*TASK DIRECTIONS*
Reproduce the material below verbatim, line for line, without changing anything.

*** RECORDS PROVIDED

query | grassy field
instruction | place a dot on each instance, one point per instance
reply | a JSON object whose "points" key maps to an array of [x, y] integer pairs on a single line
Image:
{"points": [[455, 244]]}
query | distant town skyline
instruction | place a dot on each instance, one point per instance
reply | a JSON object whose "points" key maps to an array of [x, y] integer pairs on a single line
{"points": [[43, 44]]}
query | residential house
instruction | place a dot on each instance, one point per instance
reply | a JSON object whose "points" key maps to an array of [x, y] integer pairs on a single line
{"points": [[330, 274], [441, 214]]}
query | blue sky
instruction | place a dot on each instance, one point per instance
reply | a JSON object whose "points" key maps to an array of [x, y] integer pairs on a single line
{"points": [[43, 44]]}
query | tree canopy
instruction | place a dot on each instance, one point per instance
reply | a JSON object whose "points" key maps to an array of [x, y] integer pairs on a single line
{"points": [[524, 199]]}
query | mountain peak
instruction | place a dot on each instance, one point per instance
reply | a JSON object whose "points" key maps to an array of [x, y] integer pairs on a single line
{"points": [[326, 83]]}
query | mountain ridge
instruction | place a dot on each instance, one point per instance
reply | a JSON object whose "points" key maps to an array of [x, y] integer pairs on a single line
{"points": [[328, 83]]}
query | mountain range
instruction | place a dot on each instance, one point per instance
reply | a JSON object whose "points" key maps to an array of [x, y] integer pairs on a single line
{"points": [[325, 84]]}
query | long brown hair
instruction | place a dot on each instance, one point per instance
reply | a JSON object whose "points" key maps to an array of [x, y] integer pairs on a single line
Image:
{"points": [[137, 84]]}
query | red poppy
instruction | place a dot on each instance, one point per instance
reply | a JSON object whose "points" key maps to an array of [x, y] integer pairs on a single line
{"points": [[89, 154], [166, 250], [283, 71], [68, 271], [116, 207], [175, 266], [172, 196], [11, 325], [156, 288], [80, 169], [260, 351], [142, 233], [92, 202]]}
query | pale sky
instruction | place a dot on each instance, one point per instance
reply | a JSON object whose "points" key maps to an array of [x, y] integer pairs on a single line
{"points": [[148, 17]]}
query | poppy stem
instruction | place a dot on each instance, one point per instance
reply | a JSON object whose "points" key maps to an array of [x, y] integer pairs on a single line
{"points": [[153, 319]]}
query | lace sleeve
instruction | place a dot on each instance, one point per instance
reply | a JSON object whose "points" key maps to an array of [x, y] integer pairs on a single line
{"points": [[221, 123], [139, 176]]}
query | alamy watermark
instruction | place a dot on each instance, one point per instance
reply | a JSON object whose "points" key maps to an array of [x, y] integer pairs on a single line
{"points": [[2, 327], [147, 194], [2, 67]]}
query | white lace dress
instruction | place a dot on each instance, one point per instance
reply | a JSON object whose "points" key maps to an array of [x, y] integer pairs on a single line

******

*THE RESULT*
query | grassy field
instruction | place a dot on each instance, one point per instance
reply | a JSON object whose "points" key maps to an array of [x, y] integer pairs on a single line
Image:
{"points": [[455, 244]]}
query | distant town skyline
instruction | place a dot on each instance, one point per instance
reply | a JSON object whose "points" key maps to an array of [x, y] integer pairs on a single line
{"points": [[43, 44]]}
query | residential house
instruction | place a dot on each instance, one point per instance
reply | a JSON object whose "points" key maps to an array of [x, y] integer pairs on a single line
{"points": [[330, 274], [441, 214]]}
query | blue sky
instruction | place a dot on each instance, one point per instance
reply | a JSON object whose "points" key maps to an array of [x, y] integer pairs on a single line
{"points": [[43, 44]]}
query | tree canopy
instruction | place a dot on each instance, one point per instance
reply | a JSON object whose "points" key maps to an array of [x, y] integer pairs on a single line
{"points": [[524, 199]]}
query | mountain peak
instruction | place a dot on each instance, one point per instance
reply | a JSON object whose "points" key maps to an array of [x, y] integer pairs on a single line
{"points": [[326, 83]]}
query | mountain ridge
instruction | place a dot on each instance, one point per instance
reply | a JSON object whose "points" key maps to an array of [x, y] integer pairs on a single line
{"points": [[328, 83]]}
query | mountain range
instruction | place a dot on each instance, one point per instance
reply | a JSON object whose "points" key maps to an array of [x, y] integer pairs on a single line
{"points": [[325, 84]]}
query | long brown hair
instruction | place a dot on each instance, one point per instance
reply | a JSON object whose "points" key maps to an array of [x, y] integer pairs on a single line
Image:
{"points": [[137, 84]]}
query | red poppy
instruction | place a dot on each instance, one point per instance
reply | a JSON object whose "points" key maps to an array of [x, y] integer pairs on a single line
{"points": [[89, 154], [166, 250], [283, 71], [68, 271], [116, 207], [175, 266], [172, 196], [11, 325], [156, 288], [80, 169], [260, 351], [142, 233], [92, 202]]}
query | pale sky
instruction | place a dot on each instance, one point per instance
reply | a JSON object whose "points" key maps to an array of [x, y] integer pairs on a single line
{"points": [[148, 17]]}
query | poppy stem
instruction | place a dot on each instance, one point per instance
reply | a JSON object whose "points" key maps to an array of [x, y] integer pairs on a single line
{"points": [[153, 319]]}
query | lace sleeve
instruction | place a dot on each instance, one point per instance
reply | a JSON object whose "points" key maps to an array of [x, y] integer pairs on a single line
{"points": [[221, 123], [139, 176]]}
query | alamy watermark
instruction | place a dot on each instance, one point per instance
reply | a JSON object whose "points" key maps to an array of [x, y] integer pairs on a single line
{"points": [[2, 327], [147, 194], [2, 67]]}
query | white lace dress
instruction | place a dot on each instance, one point per instance
reply | a JSON object whose "points" key maps to an array of [x, y] integer pairs on a single line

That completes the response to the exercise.